## [DATA SECTION]
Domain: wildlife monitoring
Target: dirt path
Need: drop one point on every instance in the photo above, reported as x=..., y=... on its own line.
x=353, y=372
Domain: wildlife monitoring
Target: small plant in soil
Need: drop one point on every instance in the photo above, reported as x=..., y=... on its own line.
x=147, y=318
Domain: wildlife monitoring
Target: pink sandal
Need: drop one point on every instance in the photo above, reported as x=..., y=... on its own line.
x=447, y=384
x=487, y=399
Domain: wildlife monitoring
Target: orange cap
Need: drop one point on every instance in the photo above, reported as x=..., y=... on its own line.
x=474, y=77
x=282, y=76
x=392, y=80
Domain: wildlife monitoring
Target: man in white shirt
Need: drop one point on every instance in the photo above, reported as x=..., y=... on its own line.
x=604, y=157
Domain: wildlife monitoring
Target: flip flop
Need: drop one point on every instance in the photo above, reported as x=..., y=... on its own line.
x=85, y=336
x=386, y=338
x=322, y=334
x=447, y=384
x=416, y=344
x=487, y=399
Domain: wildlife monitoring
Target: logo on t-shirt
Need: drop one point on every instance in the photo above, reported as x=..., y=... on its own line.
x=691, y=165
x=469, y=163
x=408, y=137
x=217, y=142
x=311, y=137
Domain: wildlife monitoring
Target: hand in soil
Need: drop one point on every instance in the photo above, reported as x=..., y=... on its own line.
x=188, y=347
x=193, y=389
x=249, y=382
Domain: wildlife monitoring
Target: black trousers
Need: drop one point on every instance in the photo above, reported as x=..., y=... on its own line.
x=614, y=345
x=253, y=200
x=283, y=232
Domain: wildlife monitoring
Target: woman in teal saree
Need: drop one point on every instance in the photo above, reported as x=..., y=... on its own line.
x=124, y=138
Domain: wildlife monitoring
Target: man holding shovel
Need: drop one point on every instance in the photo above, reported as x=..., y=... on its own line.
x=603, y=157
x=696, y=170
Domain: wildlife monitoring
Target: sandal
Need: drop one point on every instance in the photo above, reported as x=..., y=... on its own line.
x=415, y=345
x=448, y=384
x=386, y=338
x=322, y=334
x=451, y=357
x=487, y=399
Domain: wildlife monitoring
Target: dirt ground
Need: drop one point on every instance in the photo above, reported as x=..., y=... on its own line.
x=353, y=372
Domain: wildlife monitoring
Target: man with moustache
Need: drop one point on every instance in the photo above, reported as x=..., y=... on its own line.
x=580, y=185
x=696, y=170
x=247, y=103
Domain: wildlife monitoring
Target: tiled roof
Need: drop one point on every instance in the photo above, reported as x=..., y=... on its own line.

## [TASK DIRECTIONS]
Output only the lines from the line that contains "Target: logo on t-shirt" through the end of the entries, both included, exactly as they appear.

## [ANSWER TO THIS PROBLEM]
Target: logo on t-shirt
Need: drop one point on every instance in the photo above, reported as x=..., y=... on its own line.
x=691, y=165
x=469, y=163
x=408, y=137
x=217, y=142
x=311, y=137
Domain: wildlife monitoring
Target: hand in soil
Need: drop one point on every instance in the photo above, reported as x=..., y=... on its own line.
x=188, y=347
x=193, y=389
x=249, y=382
Domain: wildlife monitoring
Target: black trousers
Need: drop one point on every instance in the photo above, reported as x=..., y=... on its own line.
x=614, y=345
x=253, y=200
x=283, y=232
Domain: wildlife monitoring
Target: woman in teal saree
Need: drop one point on every instance in the photo above, reported as x=..., y=... on its own line.
x=124, y=138
Domain: wildlife monitoring
Target: man holding shovel
Need: drop one point on every instance in the photo above, reported as x=..., y=... on its own line.
x=603, y=157
x=696, y=170
Domain: wildlife monitoring
Target: sandal
Need: drop one point on every instance in the photo above, reported as x=..., y=... on its own line.
x=415, y=345
x=448, y=384
x=386, y=338
x=322, y=334
x=451, y=357
x=487, y=399
Domain: wildlife monitoring
Target: dirt ground
Need: drop one point on every instance in the photo above, reported as x=..., y=... on its own line.
x=353, y=372
Domain: wildlife monitoring
Target: man with moustache
Need: drop one point on every instance in the photo above, reported as x=..., y=... on its own line.
x=580, y=185
x=696, y=170
x=247, y=103
Domain: wildlife monitoring
Target: tiled roof
Need: drop one point on every instance in the photo above, reported as x=..., y=... on its own line.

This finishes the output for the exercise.